(Image point grounding data)
━━━━━━━━━━━━━━━━

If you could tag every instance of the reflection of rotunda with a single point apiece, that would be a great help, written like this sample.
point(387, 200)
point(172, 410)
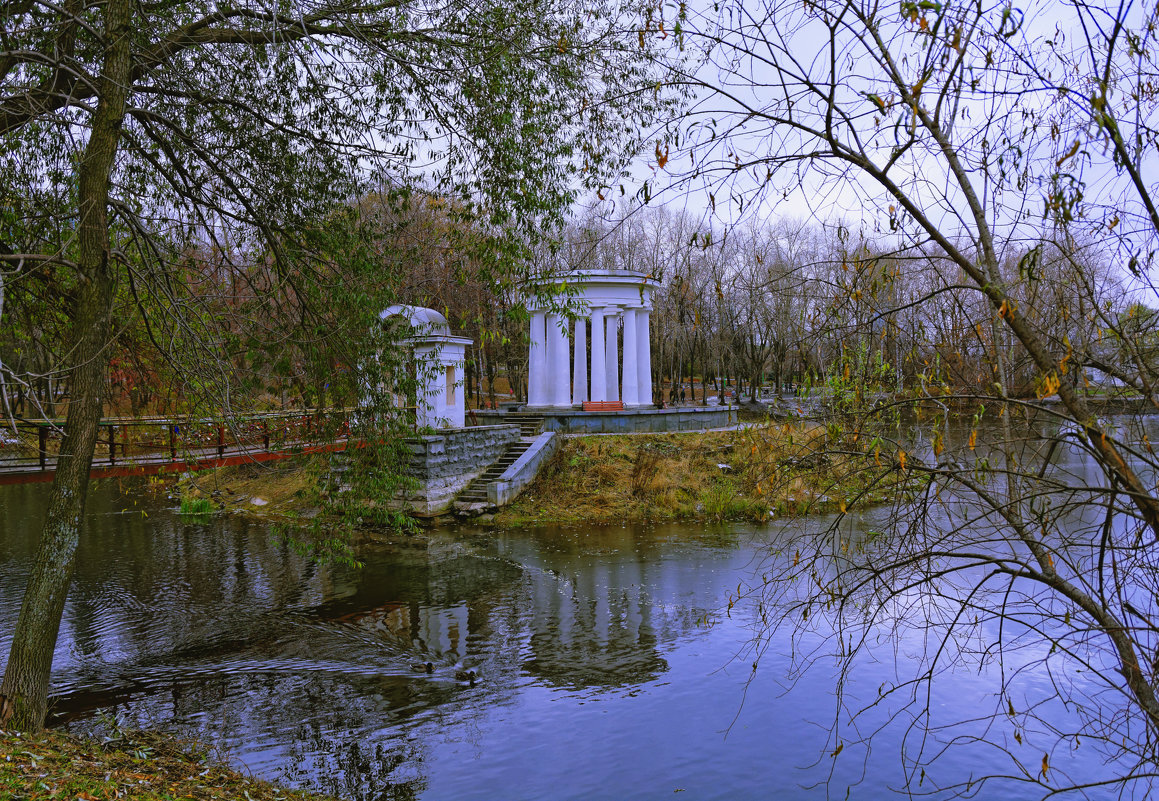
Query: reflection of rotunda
point(616, 304)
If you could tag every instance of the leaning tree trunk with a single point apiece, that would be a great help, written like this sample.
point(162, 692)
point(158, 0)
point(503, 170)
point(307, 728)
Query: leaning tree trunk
point(23, 693)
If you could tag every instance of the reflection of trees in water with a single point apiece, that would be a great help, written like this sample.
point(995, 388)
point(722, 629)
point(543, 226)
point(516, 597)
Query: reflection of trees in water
point(306, 672)
point(596, 619)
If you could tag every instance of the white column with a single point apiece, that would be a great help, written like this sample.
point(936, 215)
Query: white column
point(643, 357)
point(598, 373)
point(537, 361)
point(631, 377)
point(559, 364)
point(612, 357)
point(580, 364)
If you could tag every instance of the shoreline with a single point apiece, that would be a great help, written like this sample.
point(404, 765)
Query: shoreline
point(752, 473)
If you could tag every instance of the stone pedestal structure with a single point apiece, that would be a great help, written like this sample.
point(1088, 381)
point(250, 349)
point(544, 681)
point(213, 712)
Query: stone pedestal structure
point(616, 304)
point(439, 365)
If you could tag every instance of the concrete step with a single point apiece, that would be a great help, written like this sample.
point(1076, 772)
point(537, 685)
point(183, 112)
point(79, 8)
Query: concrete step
point(474, 494)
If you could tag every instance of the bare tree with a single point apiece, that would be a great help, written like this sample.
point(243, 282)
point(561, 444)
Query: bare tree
point(945, 130)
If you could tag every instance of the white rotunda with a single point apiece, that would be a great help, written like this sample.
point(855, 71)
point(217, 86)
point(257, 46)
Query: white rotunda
point(616, 305)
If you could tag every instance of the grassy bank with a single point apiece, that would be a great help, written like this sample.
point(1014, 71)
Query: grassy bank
point(748, 474)
point(779, 468)
point(144, 766)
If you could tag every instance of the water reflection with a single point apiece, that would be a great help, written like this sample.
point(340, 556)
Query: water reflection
point(605, 660)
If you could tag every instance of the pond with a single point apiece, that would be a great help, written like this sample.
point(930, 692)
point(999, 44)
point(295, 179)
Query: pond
point(607, 662)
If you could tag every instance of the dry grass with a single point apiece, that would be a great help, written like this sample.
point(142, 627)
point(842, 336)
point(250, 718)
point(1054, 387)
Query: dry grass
point(140, 765)
point(281, 487)
point(780, 468)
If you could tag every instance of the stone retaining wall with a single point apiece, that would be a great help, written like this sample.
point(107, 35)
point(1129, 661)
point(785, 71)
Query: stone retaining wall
point(445, 463)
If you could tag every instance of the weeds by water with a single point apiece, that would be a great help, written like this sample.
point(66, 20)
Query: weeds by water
point(139, 765)
point(196, 507)
point(749, 474)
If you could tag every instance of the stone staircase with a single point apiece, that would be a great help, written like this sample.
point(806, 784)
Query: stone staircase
point(473, 500)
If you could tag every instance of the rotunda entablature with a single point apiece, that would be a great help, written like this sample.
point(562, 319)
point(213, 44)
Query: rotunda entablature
point(584, 290)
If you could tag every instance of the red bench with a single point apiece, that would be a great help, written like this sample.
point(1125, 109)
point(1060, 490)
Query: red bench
point(603, 406)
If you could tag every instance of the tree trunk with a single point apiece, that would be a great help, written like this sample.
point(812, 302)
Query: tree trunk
point(23, 693)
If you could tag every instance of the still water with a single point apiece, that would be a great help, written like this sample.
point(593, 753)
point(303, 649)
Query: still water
point(609, 663)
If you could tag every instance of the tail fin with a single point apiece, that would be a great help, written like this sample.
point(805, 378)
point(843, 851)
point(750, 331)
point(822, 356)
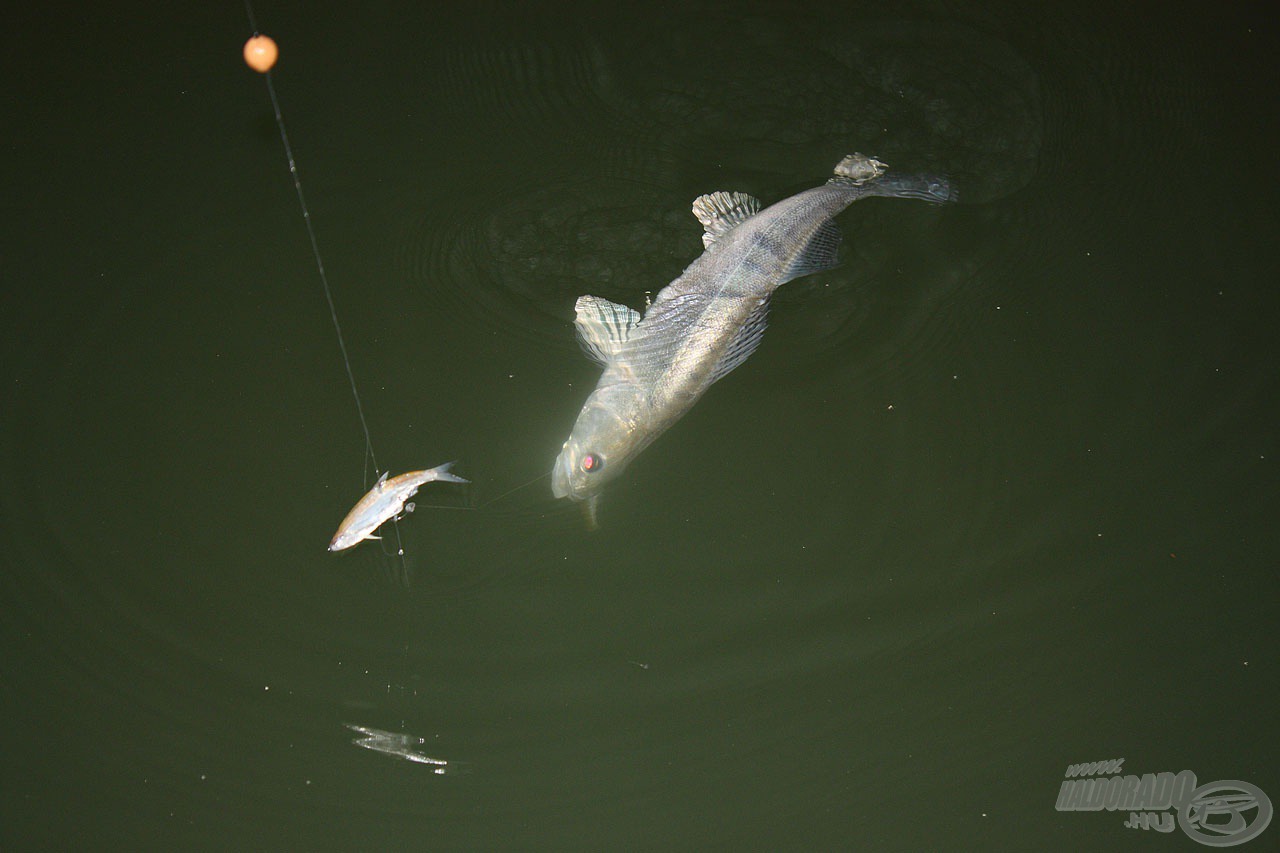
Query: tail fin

━━━━━━━━━━━━━━━━

» **PROBLEM TO WORK ON**
The response should be the lines from the one containing "Query: water reflection" through the final line of the records, reproduced exactly and with every picture left out.

» **FINAL ANSWER**
Query: water reflection
point(605, 660)
If you could tag every instance of the pond with a single point apiece, that would be a great help, written like this sample.
point(930, 692)
point(999, 44)
point(295, 179)
Query: pond
point(607, 662)
If you could tag every instance of the dry grass with a single point apiece, that would be a great help, written like this sample.
point(142, 627)
point(842, 336)
point(250, 718)
point(1054, 387)
Query: dry grass
point(140, 765)
point(281, 487)
point(780, 468)
If you could tag every instance of the stone retaining wall with a single point apiece, that would be a great help, written like this sample.
point(107, 35)
point(1129, 661)
point(785, 71)
Query: stone retaining wall
point(445, 463)
If you could tag every instance of the weeds by water with a single point apiece, that would be a great help, written like this sample.
point(66, 20)
Query: weeds by water
point(139, 765)
point(196, 507)
point(749, 474)
If you could tag every instance of the stone staircase with a single point apiece, that would be a great help, written like this sample.
point(806, 784)
Query: stone staircase
point(473, 500)
If you could tag every instance of the rotunda entablature with a single point apiece, that would be a great help, written like this sample.
point(562, 319)
point(213, 44)
Query: rotunda entablature
point(584, 290)
If you could tag every instance of the red bench with a single point apiece, that would be a great help, written like this sample.
point(1125, 109)
point(1060, 490)
Query: red bench
point(603, 406)
If you could tag every instance of the tree trunk with a single point apiece, that would be a great help, written like this sample.
point(812, 302)
Query: tree trunk
point(23, 693)
If you could tag every instance of the still water with a single point apiece, that would be a great help, written like this sample.
point(593, 753)
point(303, 649)
Query: still water
point(609, 663)
If you could tag every instance of the tail fin with a single point apiece, that would be a great help, written like this sample.
point(805, 378)
point(843, 851)
point(750, 331)
point(822, 356)
Query: tail fin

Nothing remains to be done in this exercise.